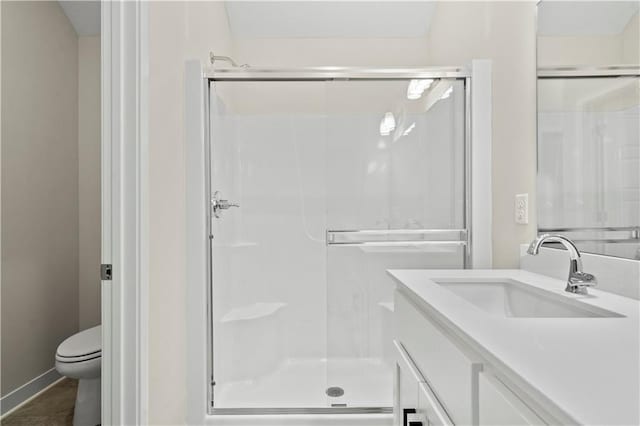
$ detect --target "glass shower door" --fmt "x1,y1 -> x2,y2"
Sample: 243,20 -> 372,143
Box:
326,79 -> 466,408
210,81 -> 326,410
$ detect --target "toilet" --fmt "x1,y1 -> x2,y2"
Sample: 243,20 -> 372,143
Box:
56,326 -> 102,426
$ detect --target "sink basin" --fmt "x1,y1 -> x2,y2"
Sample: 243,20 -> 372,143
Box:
434,279 -> 623,318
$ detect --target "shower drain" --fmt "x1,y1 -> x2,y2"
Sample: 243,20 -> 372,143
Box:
327,386 -> 344,398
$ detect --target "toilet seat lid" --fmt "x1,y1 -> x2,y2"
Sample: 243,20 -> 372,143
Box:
56,325 -> 102,358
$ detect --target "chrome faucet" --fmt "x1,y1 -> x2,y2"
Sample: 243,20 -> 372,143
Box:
527,234 -> 598,294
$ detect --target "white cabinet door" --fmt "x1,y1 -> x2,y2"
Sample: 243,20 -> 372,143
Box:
393,340 -> 453,426
393,340 -> 423,426
478,373 -> 546,426
394,290 -> 482,425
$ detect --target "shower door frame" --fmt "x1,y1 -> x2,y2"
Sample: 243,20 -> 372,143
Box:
201,61 -> 491,415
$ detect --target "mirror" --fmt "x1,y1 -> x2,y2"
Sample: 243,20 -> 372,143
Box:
537,0 -> 640,259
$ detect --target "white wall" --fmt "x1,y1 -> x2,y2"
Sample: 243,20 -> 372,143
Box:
2,2 -> 78,396
538,13 -> 640,67
428,2 -> 536,268
78,36 -> 101,330
149,2 -> 535,424
149,2 -> 231,425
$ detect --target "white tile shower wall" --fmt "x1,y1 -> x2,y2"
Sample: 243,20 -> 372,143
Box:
212,82 -> 464,383
520,244 -> 640,299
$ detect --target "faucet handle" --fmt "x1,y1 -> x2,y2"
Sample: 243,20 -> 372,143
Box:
565,271 -> 598,294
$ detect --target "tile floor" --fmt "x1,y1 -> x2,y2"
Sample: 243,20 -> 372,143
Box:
0,379 -> 78,426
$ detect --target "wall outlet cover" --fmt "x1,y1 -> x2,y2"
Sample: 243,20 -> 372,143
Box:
515,194 -> 529,225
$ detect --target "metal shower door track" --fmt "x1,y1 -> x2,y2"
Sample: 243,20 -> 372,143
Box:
204,67 -> 471,81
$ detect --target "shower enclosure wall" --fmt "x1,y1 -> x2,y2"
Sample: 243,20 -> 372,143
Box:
200,69 -> 484,414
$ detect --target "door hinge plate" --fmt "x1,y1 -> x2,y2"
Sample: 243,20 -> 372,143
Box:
100,263 -> 113,281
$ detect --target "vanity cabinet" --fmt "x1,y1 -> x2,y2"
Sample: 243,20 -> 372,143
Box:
393,340 -> 454,426
394,291 -> 548,426
478,372 -> 545,426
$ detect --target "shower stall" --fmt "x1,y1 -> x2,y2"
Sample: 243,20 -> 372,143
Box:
192,68 -> 488,414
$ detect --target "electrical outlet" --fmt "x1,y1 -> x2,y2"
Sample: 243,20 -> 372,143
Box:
515,194 -> 529,225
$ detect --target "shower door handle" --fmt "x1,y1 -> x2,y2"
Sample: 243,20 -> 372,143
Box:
211,191 -> 240,218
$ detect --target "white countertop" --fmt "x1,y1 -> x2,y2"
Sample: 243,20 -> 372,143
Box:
388,270 -> 640,425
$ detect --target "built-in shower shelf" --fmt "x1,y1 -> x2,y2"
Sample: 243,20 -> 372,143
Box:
357,242 -> 462,253
220,302 -> 287,323
218,241 -> 259,248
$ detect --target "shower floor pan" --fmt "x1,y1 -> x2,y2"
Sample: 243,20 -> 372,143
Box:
214,358 -> 393,408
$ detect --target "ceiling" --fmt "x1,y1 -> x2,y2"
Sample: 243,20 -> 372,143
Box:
59,0 -> 100,36
225,1 -> 435,38
538,0 -> 640,36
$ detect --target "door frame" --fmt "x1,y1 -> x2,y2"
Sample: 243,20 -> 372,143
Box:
96,0 -> 149,425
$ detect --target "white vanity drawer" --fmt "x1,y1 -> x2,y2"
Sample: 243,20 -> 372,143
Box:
478,373 -> 546,426
394,291 -> 481,425
393,340 -> 453,426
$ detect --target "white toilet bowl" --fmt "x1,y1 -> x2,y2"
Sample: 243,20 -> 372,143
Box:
56,326 -> 102,426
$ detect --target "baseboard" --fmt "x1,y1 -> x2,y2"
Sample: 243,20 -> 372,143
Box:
0,368 -> 63,417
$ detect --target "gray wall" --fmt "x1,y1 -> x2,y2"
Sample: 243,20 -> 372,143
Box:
78,36 -> 101,330
1,1 -> 79,395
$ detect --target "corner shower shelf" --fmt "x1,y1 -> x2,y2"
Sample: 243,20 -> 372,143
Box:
220,302 -> 287,323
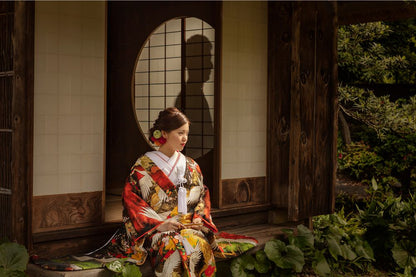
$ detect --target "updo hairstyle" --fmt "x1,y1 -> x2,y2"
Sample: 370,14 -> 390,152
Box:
149,107 -> 191,140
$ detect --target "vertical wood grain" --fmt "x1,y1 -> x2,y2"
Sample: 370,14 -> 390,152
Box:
267,2 -> 292,208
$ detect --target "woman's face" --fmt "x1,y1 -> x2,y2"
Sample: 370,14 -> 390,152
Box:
162,123 -> 189,151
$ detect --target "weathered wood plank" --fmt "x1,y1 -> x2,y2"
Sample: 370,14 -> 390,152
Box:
311,2 -> 338,215
298,2 -> 317,220
11,1 -> 34,247
221,177 -> 267,207
288,2 -> 302,220
33,191 -> 102,233
267,1 -> 292,208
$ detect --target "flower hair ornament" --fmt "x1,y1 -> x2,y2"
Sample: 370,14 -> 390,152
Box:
150,130 -> 166,146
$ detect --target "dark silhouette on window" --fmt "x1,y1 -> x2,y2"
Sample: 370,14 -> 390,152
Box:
176,34 -> 214,190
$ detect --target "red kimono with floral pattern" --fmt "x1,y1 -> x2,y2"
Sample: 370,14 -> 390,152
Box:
96,155 -> 257,276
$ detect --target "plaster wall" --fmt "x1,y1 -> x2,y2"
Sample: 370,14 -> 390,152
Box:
221,1 -> 267,179
33,1 -> 106,196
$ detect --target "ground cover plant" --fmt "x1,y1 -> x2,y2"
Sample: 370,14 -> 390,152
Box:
0,239 -> 29,277
230,19 -> 416,277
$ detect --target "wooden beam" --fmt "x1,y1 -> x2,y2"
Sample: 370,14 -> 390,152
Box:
288,2 -> 303,221
267,1 -> 292,208
11,1 -> 34,248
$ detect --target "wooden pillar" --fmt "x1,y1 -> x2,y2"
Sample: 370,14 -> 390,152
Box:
10,1 -> 34,248
268,2 -> 337,221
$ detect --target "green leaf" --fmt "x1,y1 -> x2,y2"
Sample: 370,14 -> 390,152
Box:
284,245 -> 305,273
340,244 -> 357,261
264,239 -> 286,267
254,261 -> 271,274
122,264 -> 142,277
240,254 -> 256,270
391,243 -> 416,269
105,260 -> 124,273
351,238 -> 375,261
230,255 -> 254,277
327,236 -> 342,260
256,250 -> 268,263
264,239 -> 305,272
295,225 -> 314,249
312,250 -> 331,276
0,242 -> 29,272
371,177 -> 378,191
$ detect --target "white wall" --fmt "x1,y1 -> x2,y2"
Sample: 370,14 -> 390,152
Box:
221,1 -> 267,179
33,1 -> 106,196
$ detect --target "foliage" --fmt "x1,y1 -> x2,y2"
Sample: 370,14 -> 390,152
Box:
231,220 -> 374,276
338,22 -> 408,84
105,258 -> 142,277
0,242 -> 29,277
359,181 -> 416,273
338,86 -> 416,138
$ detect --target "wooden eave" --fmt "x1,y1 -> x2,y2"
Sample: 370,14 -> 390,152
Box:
338,1 -> 416,25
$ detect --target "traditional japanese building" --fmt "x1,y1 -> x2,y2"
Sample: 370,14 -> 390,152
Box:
0,1 -> 416,264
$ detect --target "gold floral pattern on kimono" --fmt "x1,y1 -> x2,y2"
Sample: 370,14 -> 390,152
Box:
94,155 -> 257,276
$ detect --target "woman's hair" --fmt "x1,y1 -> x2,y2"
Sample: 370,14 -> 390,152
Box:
149,107 -> 191,139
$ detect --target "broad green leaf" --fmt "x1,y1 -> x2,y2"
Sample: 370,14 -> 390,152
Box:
264,239 -> 286,267
105,260 -> 124,273
327,236 -> 342,260
391,243 -> 416,268
284,245 -> 305,273
371,177 -> 378,191
122,264 -> 142,277
230,257 -> 254,277
340,244 -> 357,261
0,242 -> 29,272
312,251 -> 331,276
264,240 -> 305,272
256,250 -> 267,263
239,254 -> 256,270
295,225 -> 314,249
352,239 -> 374,261
254,261 -> 271,274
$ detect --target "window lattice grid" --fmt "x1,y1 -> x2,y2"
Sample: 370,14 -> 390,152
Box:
134,18 -> 215,158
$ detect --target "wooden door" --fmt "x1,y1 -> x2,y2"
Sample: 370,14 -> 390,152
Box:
269,2 -> 337,221
0,1 -> 34,246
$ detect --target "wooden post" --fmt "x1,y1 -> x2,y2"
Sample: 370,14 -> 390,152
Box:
268,2 -> 338,221
11,1 -> 34,246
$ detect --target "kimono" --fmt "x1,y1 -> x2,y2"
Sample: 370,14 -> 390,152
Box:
94,151 -> 257,276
########
Problem requirements
Could you copy out the records verbatim, from their start through the line containing "201,61 -> 491,415", including that line, with the pictures left out?

Completed exercise
$ detect --target "glass shower door" --fmt "x1,y1 -> x2,y2"
Sample: 243,20 -> 372,143
Box:
326,79 -> 466,408
210,81 -> 326,410
$ detect --target "toilet" --fmt "x1,y1 -> x2,y2"
Sample: 243,20 -> 372,143
Box:
56,326 -> 102,426
$ detect --target "sink basin" --fmt "x1,y1 -> x2,y2"
Sample: 243,20 -> 372,143
Box:
434,279 -> 623,318
$ detect --target "shower drain" --fmt "x1,y1 -> x2,y2"
Sample: 243,20 -> 372,143
Box:
327,386 -> 344,398
$ detect --target "toilet seat lid" --fmt "x1,y1 -> x2,y2"
Sample: 243,20 -> 372,143
Box:
56,325 -> 102,358
$ detect --target "chrome faucet" --fmt "x1,y1 -> x2,y2"
Sample: 243,20 -> 372,143
Box:
527,234 -> 598,294
$ detect --target "white cabinet door" --fmt "x1,y1 -> x2,y2"
Sample: 243,20 -> 372,143
Box:
393,340 -> 453,426
393,340 -> 423,426
478,373 -> 546,426
394,290 -> 482,425
$ detect --target "shower door frame" --fmt "x1,y1 -> x2,y2"
Sample: 243,20 -> 372,143
Box:
201,61 -> 491,415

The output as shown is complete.